Exercise details -> Repeat every record below exactly, omitting any pictures.

Dataset ->

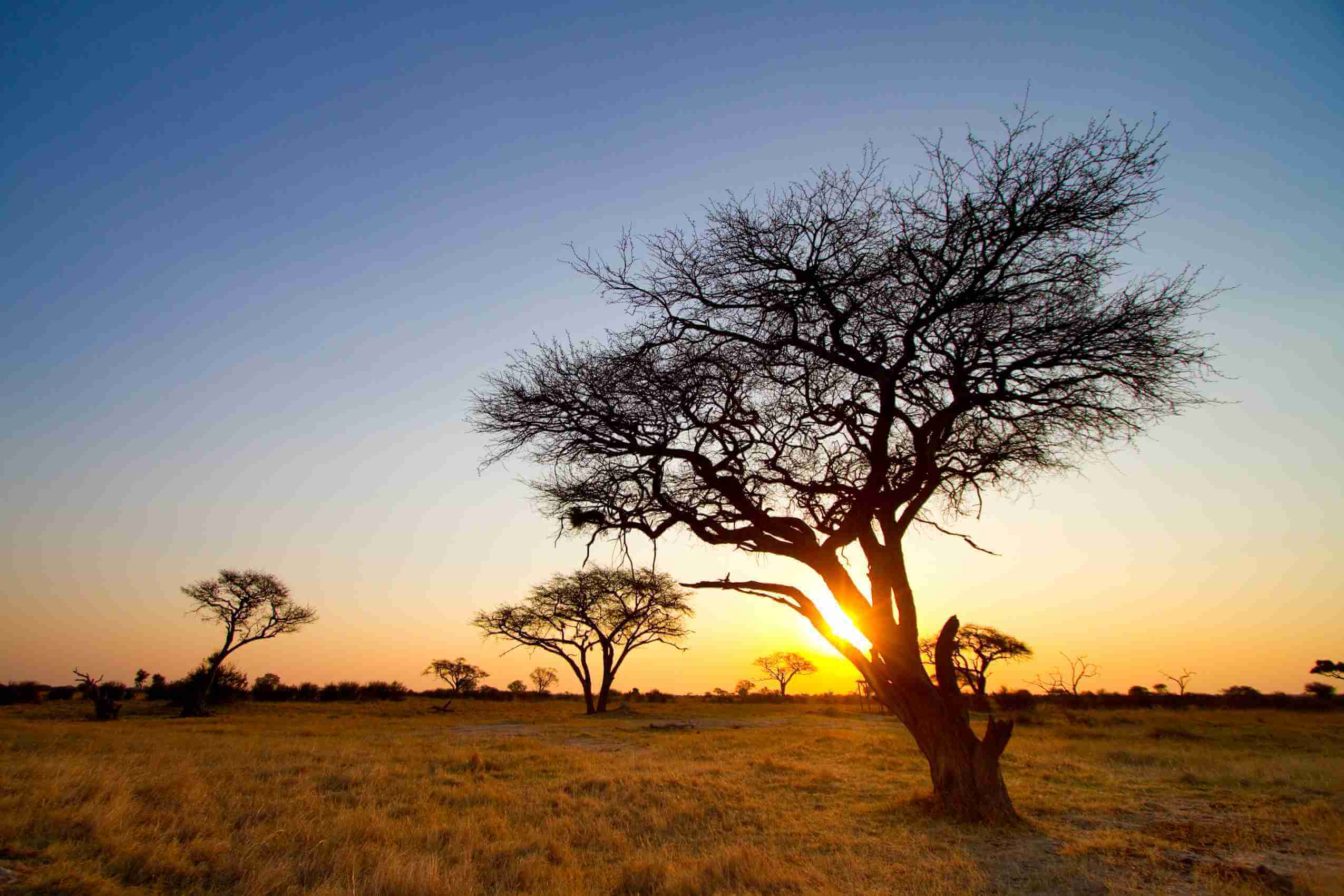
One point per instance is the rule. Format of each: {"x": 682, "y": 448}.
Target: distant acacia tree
{"x": 783, "y": 667}
{"x": 824, "y": 367}
{"x": 975, "y": 648}
{"x": 599, "y": 611}
{"x": 252, "y": 606}
{"x": 1057, "y": 681}
{"x": 459, "y": 675}
{"x": 543, "y": 677}
{"x": 1181, "y": 681}
{"x": 1328, "y": 668}
{"x": 1319, "y": 689}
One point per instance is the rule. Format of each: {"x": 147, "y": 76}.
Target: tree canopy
{"x": 252, "y": 606}
{"x": 783, "y": 667}
{"x": 975, "y": 649}
{"x": 599, "y": 611}
{"x": 844, "y": 359}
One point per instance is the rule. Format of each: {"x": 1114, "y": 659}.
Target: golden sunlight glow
{"x": 841, "y": 626}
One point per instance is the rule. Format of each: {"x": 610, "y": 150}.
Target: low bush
{"x": 113, "y": 689}
{"x": 230, "y": 686}
{"x": 385, "y": 691}
{"x": 21, "y": 692}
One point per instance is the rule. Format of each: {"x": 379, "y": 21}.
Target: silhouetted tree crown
{"x": 975, "y": 649}
{"x": 596, "y": 616}
{"x": 543, "y": 677}
{"x": 250, "y": 606}
{"x": 831, "y": 364}
{"x": 459, "y": 675}
{"x": 1328, "y": 668}
{"x": 783, "y": 668}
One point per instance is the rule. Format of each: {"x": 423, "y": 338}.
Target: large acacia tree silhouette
{"x": 831, "y": 364}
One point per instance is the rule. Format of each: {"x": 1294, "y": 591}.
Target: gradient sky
{"x": 256, "y": 257}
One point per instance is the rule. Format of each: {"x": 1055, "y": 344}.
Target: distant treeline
{"x": 231, "y": 686}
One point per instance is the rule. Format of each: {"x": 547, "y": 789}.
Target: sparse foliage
{"x": 830, "y": 366}
{"x": 250, "y": 606}
{"x": 1320, "y": 689}
{"x": 1328, "y": 668}
{"x": 975, "y": 648}
{"x": 543, "y": 677}
{"x": 1057, "y": 681}
{"x": 783, "y": 667}
{"x": 599, "y": 611}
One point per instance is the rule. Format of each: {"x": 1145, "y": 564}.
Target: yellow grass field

Response ->
One point per instance is the rule. Format of each: {"x": 682, "y": 448}.
Target: distant acacia tree
{"x": 783, "y": 667}
{"x": 824, "y": 367}
{"x": 975, "y": 648}
{"x": 599, "y": 611}
{"x": 252, "y": 606}
{"x": 1057, "y": 681}
{"x": 459, "y": 675}
{"x": 543, "y": 677}
{"x": 1181, "y": 681}
{"x": 1328, "y": 668}
{"x": 1319, "y": 689}
One point per instance is the rule. Format of each: {"x": 147, "y": 76}.
Target: tree canopy
{"x": 252, "y": 606}
{"x": 783, "y": 667}
{"x": 975, "y": 649}
{"x": 599, "y": 611}
{"x": 844, "y": 359}
One point per instance is the rule. Format of each: {"x": 1114, "y": 659}.
Target: golden sunlight glow
{"x": 841, "y": 626}
One point per instance is the rule. Format of each: {"x": 610, "y": 150}.
Target: low bush
{"x": 113, "y": 689}
{"x": 230, "y": 686}
{"x": 385, "y": 691}
{"x": 21, "y": 692}
One point per instance is the rule. Format of each: {"x": 379, "y": 21}.
Target: silhouetted tree crown
{"x": 975, "y": 649}
{"x": 596, "y": 616}
{"x": 543, "y": 677}
{"x": 250, "y": 606}
{"x": 831, "y": 364}
{"x": 459, "y": 675}
{"x": 1328, "y": 668}
{"x": 783, "y": 668}
One point per instance is the rule. Format of each: {"x": 423, "y": 338}.
Target: large acacia tree silhouette
{"x": 831, "y": 364}
One point per instance is the rule. Format of each: {"x": 1294, "y": 591}.
Target: gradient sky
{"x": 256, "y": 257}
One point per instance is the rule. Format of each: {"x": 1055, "y": 344}.
Target: distant treeline
{"x": 231, "y": 686}
One point per instance is the rule. Format of each: {"x": 547, "y": 789}.
Target: sparse foliage
{"x": 830, "y": 366}
{"x": 250, "y": 606}
{"x": 1320, "y": 689}
{"x": 1328, "y": 668}
{"x": 975, "y": 648}
{"x": 543, "y": 677}
{"x": 1057, "y": 681}
{"x": 783, "y": 667}
{"x": 599, "y": 611}
One point per instance is the rule. Format of each: {"x": 1145, "y": 564}.
Target: yellow grass field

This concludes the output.